■ DATA SUPPLIED:
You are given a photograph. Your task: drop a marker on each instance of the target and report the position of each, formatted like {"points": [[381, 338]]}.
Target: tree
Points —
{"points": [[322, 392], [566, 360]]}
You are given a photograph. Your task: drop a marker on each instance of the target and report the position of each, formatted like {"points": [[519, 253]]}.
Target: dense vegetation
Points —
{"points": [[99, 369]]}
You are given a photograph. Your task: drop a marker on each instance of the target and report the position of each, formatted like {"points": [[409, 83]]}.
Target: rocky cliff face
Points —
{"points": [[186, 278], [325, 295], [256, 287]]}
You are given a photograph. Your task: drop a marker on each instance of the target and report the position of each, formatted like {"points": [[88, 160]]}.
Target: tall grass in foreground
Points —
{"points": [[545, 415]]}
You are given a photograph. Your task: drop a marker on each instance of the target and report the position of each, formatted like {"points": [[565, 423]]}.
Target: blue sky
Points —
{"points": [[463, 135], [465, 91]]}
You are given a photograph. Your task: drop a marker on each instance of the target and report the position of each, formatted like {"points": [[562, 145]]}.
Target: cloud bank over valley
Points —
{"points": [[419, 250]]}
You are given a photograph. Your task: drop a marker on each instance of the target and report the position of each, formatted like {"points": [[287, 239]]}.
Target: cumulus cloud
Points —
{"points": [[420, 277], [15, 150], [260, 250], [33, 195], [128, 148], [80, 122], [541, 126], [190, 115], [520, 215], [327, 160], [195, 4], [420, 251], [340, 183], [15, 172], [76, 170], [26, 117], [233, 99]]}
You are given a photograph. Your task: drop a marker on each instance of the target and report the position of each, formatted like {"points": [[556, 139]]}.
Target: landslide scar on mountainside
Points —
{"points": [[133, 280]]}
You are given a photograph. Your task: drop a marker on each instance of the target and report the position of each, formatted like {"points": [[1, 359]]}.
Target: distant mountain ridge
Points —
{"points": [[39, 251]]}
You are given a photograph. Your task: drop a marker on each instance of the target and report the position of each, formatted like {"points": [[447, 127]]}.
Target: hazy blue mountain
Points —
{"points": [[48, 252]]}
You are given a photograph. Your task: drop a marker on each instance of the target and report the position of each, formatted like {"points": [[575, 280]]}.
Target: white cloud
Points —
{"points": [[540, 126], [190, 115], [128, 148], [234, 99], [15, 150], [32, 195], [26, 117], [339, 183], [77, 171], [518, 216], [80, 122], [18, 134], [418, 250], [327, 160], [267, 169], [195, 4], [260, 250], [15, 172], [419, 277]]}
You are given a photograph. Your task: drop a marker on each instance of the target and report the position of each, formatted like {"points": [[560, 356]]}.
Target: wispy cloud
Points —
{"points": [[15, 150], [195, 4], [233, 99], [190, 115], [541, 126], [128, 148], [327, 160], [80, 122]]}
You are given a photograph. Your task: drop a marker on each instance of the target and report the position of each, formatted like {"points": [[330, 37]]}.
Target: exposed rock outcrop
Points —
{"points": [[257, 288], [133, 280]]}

■ DESCRIPTION OF THE TASK: Output the listing exactly. Leave no line out.

■ ANSWER BOX:
You are given a photograph. Your task: drop a marker on each instance of the target and report the position of each, formatted like {"points": [[381, 338]]}.
Target: tree
Points —
{"points": [[322, 392], [566, 360]]}
You are given a photograph. Your task: drop a marker on each instance of the target and report the position of each, formatted like {"points": [[519, 253]]}.
Target: dense vegetation
Points —
{"points": [[99, 369]]}
You are given a photograph. Your task: drop a marker on each instance of the target and report the position of each, formatted like {"points": [[409, 83]]}.
Target: rocky cliff face
Points —
{"points": [[186, 278], [325, 295], [256, 287]]}
You are given a photograph. Your task: drop a marker on each instance of the target and report the position of each, formatted like {"points": [[88, 160]]}.
Target: tall grass in foreground
Points —
{"points": [[545, 415]]}
You are given a photograph. Your task: drop a marker on each instance of the target and report the position of each, formatted like {"points": [[565, 423]]}.
Target: blue sky
Points —
{"points": [[463, 135], [465, 91]]}
You are given a photograph. Your task: drop a marker on each instance of the target and report the position of each, formatted like {"points": [[562, 145]]}.
Target: cloud bank over valley
Points —
{"points": [[419, 250]]}
You are given a photograph. Your task: drop a marker on each instance of the target and report the position of each, formatted like {"points": [[287, 239]]}.
Target: cumulus cloud
Points —
{"points": [[420, 277], [15, 150], [260, 250], [33, 195], [128, 148], [80, 122], [541, 126], [190, 115], [520, 215], [327, 160], [195, 4], [420, 251], [340, 183], [15, 172], [76, 170], [26, 117], [233, 99]]}
You are given a photograph. Your task: drop a marker on each instance of the target and report the position of each, formatted like {"points": [[556, 139]]}.
Target: landslide scar on mountainside
Points —
{"points": [[133, 280]]}
You are given a photograph. Your task: drop a marker on each instance of the target and report the position of each, formatted like {"points": [[1, 359]]}.
Target: distant mountain ridge
Points —
{"points": [[39, 251]]}
You are given a photograph. Your task: drop a marker on each instance of the target and report the position of each, formatted like {"points": [[447, 127]]}.
Target: hazy blue mountain
Points —
{"points": [[48, 252]]}
You are given a photograph. Your task: drop a marker on each instance of the target and report the position of each, formatted like {"points": [[575, 280]]}.
Target: white cloud
Points —
{"points": [[540, 126], [190, 115], [128, 148], [234, 99], [15, 150], [32, 195], [26, 117], [339, 183], [77, 171], [518, 216], [80, 122], [18, 134], [418, 250], [327, 160], [267, 169], [195, 4], [260, 250], [15, 172], [419, 277]]}
You are given a photograph. Your task: drop a marker on each instance of the target and report the position of each, formatted like {"points": [[560, 356]]}.
Target: wispy cloud
Points —
{"points": [[15, 150], [195, 4], [233, 99], [190, 115], [541, 126], [128, 148], [327, 160], [80, 122]]}
You are given a photograph. Your task: drop a marker on each instance of the target and report the position of each, formatted like {"points": [[330, 37]]}.
Target: exposed rock outcrop
Points —
{"points": [[257, 288], [133, 280]]}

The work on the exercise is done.